## Material supplied

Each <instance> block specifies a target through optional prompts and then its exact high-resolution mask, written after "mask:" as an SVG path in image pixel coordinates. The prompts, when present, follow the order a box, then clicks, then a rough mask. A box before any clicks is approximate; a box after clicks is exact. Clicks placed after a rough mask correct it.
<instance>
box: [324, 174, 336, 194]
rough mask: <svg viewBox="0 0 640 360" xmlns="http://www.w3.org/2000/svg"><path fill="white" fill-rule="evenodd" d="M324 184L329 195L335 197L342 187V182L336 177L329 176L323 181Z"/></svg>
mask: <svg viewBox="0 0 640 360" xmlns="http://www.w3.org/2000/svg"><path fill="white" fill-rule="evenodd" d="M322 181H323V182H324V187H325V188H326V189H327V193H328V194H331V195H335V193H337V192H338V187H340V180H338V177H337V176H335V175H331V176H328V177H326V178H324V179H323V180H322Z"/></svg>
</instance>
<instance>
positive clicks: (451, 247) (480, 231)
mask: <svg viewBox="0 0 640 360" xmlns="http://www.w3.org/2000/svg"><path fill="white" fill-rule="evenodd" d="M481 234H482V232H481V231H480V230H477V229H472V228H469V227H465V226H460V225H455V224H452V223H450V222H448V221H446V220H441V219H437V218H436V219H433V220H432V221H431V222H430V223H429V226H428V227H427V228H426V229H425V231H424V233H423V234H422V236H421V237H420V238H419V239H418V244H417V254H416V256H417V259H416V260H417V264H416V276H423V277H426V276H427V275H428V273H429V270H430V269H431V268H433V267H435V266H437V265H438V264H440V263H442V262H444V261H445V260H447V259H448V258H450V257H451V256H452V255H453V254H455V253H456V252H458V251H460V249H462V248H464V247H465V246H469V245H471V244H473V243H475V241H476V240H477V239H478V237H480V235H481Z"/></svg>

## Exercise prompt
Find "instance" in the data above. Report each line where it appears.

## Completed exercise
Each <instance> block specifies a target through optional prompts and then its exact high-resolution mask, written after "mask:" as an SVG path in image pixel coordinates. The prompts, when present, follow the order a box, then clicks, then a rough mask. A box before any clicks is approximate; a box after clicks is exact. Clicks placed after a rough mask correct it.
<instance>
</instance>
<instance>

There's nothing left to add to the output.